▶ **Text block**
Monitoring and Analytics

Effective monitoring and analytics are essential for maintaining a healthy, secure, and optimized NexStorage environment. This guide covers the metrics NexStorage exposes, how to set up monitoring dashboards, configure alerts, and leverage advanced analytics capabilities.

Available Metrics

NexStorage exposes comprehensive metrics at multiple levels, providing visibility into all aspects of your storage infrastructure.

System-Level Metrics

Metric	Description	Unit
`system.cpu.usage`	CPU utilization across all NexStorage nodes	Percentage
`system.memory.usage`	Memory utilization across all NexStorage nodes	Percentage
`system.disk.usage`	Storage utilization across all disks	Percentage
`system.network.throughput`	Network traffic throughput	Bytes/second
`system.requests.total`	Total number of API requests	Count
`system.requests.active`	Currently active API requests	Count
`system.nodes.online`	Number of online nodes	Count
`system.nodes.total`	Total number of nodes	Count
`system.uptime`	Time since system start	Seconds

Storage Metrics

Metric	Description	Unit
`storage.capacity.total`	Total storage capacity	Bytes
`storage.capacity.used`	Used storage capacity	Bytes
`storage.capacity.free`	Available storage capacity	Bytes
`storage.objects.count`	Total number of objects stored	Count
`storage.objects.size.avg`	Average object size	Bytes
`storage.buckets.count`	Number of buckets	Count
`storage.replication.lag`	Replication lag between nodes	Seconds
`storage.healing.active`	Number of active healing operations	Count
`storage.healing.queued`	Number of queued healing operations	Count

Performance Metrics

Metric	Description	Unit
`performance.latency.read`	Read operation latency	Milliseconds
`performance.latency.write`	Write operation latency	Milliseconds
`performance.throughput.read`	Read throughput	Bytes/second
`performance.throughput.write`	Write throughput	Bytes/second
`performance.iops.read`	Read operations per second	Count/second
`performance.iops.write`	Write operations per second	Count/second
`performance.requests.success`	Successful API requests	Count
`performance.requests.error`	Failed API requests	Count
`performance.cache.hit_ratio`	Cache hit ratio	Percentage

Per-Bucket Metrics

Metric	Description	Unit
`bucket.{name}.size`	Total size of objects in bucket	Bytes
`bucket.{name}.objects`	Number of objects in bucket	Count
`bucket.{name}.bandwidth.in`	Incoming bandwidth to bucket	Bytes/second
`bucket.{name}.bandwidth.out`	Outgoing bandwidth from bucket	Bytes/second
`bucket.{name}.operations.read`	Read operations on bucket	Count
`bucket.{name}.operations.write`	Write operations on bucket	Count
`bucket.{name}.operations.delete`	Delete operations on bucket	Count

Metrics Exporters

NexStorage supports multiple metrics export formats for integration with your existing monitoring stack.

▶ **Record list**
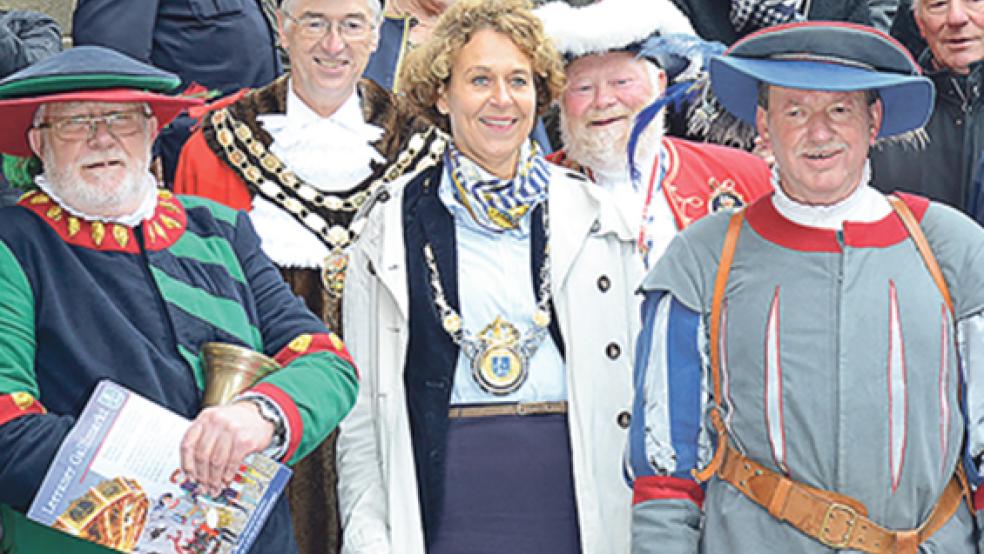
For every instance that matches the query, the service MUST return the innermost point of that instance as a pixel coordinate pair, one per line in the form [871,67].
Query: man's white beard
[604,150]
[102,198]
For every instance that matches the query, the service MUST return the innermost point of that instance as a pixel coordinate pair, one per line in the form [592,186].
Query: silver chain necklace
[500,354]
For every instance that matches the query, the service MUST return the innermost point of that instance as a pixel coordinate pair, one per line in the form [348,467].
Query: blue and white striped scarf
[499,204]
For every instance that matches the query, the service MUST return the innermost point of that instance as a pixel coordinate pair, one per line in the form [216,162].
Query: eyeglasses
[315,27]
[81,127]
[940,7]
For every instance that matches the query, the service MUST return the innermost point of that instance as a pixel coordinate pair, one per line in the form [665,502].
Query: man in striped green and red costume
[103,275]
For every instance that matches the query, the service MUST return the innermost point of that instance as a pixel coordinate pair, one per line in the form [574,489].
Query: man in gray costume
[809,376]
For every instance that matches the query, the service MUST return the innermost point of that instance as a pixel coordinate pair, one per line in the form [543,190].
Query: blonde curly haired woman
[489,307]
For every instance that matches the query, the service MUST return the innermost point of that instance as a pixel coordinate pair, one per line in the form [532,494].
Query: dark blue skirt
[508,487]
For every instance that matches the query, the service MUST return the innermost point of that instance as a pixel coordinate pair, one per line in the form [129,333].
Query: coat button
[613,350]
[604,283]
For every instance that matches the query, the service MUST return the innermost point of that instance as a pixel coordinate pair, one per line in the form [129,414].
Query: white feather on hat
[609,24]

▶ **Direction 1**
In the monitoring guide, what unit is used to measure replication lag between nodes?
▶ **Direction 2**
Return the passage of the monitoring guide between "Effective monitoring and" and "your storage infrastructure.", inclusive, word for word.
The records were taken from a different source than the text.

▶ **Answer 1**
Seconds.

▶ **Answer 2**
Effective monitoring and analytics are essential for maintaining a healthy, secure, and optimized NexStorage environment. This guide covers the metrics NexStorage exposes, how to set up monitoring dashboards, configure alerts, and leverage advanced analytics capabilities.

Available Metrics

NexStorage exposes comprehensive metrics at multiple levels, providing visibility into all aspects of your storage infrastructure.